## What is required:
The records should be written out in full, with nothing altered.

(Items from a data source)
::::::::

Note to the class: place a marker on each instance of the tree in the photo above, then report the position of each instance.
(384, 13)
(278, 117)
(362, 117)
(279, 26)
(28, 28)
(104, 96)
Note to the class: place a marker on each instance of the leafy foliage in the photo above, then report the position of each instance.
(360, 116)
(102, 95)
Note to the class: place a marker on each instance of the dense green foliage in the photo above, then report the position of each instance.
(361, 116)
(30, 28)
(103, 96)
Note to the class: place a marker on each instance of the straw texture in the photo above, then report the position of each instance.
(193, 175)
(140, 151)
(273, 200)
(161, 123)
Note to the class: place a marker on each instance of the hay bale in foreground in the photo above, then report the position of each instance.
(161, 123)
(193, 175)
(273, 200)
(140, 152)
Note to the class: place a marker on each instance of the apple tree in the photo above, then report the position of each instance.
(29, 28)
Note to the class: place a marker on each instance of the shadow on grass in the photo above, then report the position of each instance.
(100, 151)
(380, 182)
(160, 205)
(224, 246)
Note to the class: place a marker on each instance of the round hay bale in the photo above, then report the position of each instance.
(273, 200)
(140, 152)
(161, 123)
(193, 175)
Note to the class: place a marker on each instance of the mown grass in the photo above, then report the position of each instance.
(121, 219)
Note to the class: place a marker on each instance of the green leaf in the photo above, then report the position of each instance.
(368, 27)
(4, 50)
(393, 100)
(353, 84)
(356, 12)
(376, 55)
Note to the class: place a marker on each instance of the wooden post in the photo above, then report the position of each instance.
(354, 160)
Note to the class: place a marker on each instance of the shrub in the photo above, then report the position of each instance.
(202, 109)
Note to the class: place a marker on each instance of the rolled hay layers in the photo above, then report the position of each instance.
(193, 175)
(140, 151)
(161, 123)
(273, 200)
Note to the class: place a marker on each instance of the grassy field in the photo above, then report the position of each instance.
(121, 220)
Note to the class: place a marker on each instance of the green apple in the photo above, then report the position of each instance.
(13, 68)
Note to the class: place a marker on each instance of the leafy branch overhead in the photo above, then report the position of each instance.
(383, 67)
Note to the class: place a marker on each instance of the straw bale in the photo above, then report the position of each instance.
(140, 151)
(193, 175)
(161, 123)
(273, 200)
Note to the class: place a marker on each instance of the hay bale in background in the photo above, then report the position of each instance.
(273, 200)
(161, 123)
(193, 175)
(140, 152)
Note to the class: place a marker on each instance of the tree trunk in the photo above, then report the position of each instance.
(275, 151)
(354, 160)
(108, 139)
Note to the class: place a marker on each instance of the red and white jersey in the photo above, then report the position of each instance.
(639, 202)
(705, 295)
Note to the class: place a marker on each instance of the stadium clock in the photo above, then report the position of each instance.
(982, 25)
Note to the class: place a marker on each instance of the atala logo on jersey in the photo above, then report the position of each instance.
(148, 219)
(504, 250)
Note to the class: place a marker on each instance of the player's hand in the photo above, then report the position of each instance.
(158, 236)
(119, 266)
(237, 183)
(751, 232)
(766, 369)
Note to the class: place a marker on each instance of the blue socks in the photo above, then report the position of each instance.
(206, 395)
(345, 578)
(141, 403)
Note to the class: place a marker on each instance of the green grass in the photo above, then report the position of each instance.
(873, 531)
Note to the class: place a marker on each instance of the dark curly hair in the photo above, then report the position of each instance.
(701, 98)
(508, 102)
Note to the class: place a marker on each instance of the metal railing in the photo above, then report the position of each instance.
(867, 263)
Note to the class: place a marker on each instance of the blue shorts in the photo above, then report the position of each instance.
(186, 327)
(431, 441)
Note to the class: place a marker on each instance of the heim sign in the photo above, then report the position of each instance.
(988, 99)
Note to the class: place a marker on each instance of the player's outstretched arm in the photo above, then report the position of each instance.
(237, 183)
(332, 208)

::::::::

## Output of the task:
Note to the class: place a marker on each instance of the tree in the photo above, then report the position of each instance.
(384, 13)
(278, 117)
(362, 117)
(279, 26)
(28, 28)
(104, 96)
Note to the class: place a marker on each instance of the leafy foliage in the photo above, then report the position of each instance.
(360, 116)
(102, 95)
Note to the class: place a marker on each instance of the dense green foliage in the photo above, then report the position of each instance.
(361, 116)
(30, 28)
(103, 96)
Note to the class: place a marker on each instance of the straw texture in the photo above, then report the position of each instance.
(193, 175)
(140, 151)
(273, 200)
(161, 123)
Note to the class: place a marker on each instance of the hay bale in foreground in the photo above, then report the position of each instance.
(161, 123)
(193, 175)
(273, 200)
(140, 152)
Note to the class: place a marker on each instance of the apple tree in the photo above, then report the position of each instance.
(29, 28)
Note to the class: place a marker on each instance of the shadow on grass in the photo above, then report the position of each instance.
(100, 151)
(380, 182)
(160, 205)
(224, 246)
Note to the class: place a marker on each instance of the round hay bale in the photo above, then report the position of each instance.
(273, 200)
(140, 152)
(161, 123)
(193, 175)
Note to the class: place a marker on each instance of the mown grass in the photo above, then report the position of each instance.
(121, 219)
Note to the class: place a marker on each instance of the green leaf in the photo above, then report the position of each instance.
(368, 27)
(4, 50)
(393, 100)
(353, 84)
(356, 12)
(376, 55)
Note to the class: place a marker on each instance of the wooden post in the photo above, then report the position of each instance.
(354, 160)
Note to the class: place a marker on each instance of the shrub in the photo above, then report the position of each instance.
(202, 109)
Note to the class: place a marker on each instance of the rolled hay layers in the photo above, then report the position of each instance.
(193, 175)
(140, 151)
(161, 123)
(273, 200)
Note to the class: place a marker on each instance of the grassy field in the photo above, then report the position of each instance.
(121, 220)
Note to the class: place a marker on each instance of the green apple in the photo above, then report the position of each instance.
(13, 68)
Note to the class: place a marker on each instance of the leafy branch overhead in the photo above, then report the position of each instance.
(383, 67)
Note to the class: place a marker on each instance of the straw bale in the photo above, then report the position of each instance.
(140, 151)
(193, 175)
(161, 123)
(273, 200)
Note to the class: place a marker on each instance of the hay bale in background in the photo above, then report the position of each instance.
(273, 200)
(161, 123)
(193, 175)
(140, 152)
Note to the class: place a marker on each instance of the tree trunk in the photo above, then report the position of each instance.
(275, 151)
(354, 160)
(108, 139)
Note to the class: place a marker on each instance of the red and white jersey in the photo above, then report the position of each instance.
(639, 202)
(705, 295)
Note to the class: place a marker on each instance of the stadium clock in the photo above, then report the position of each instance.
(982, 25)
Note to the class: place a marker on each instance of the atala logo on jersey in the photo above, then report the position of each instance.
(148, 219)
(504, 250)
Note to the class: place a marker on each instance of the player's hand in the photo above, then report the position of each instance.
(158, 236)
(119, 266)
(237, 183)
(751, 232)
(766, 369)
Note to the class: place a marker on each instance of the blue socks in the photo above, then report the position of each instance.
(206, 395)
(345, 578)
(141, 403)
Note to the class: place a marker on each instance of the green grass in the photo above, then report the position of each instance.
(873, 531)
Note to the class: place a marker on each instance of the dark curly hair in the photo above, then report the position of each instance.
(701, 98)
(508, 102)
Note to the class: place a marker on each instance of the metal railing in the photo above, then report the position of each instance.
(867, 263)
Note to the class: place a marker on each instance of the blue shorts in the photo above, then report the position of each instance.
(186, 327)
(431, 441)
Note to the class: place a marker on each instance of the heim sign in the photo above, then report the position of each instance.
(988, 99)
Note to the class: place a marker on each instance of the player's outstretched arm in the photo above, then report the position of each instance.
(237, 183)
(332, 208)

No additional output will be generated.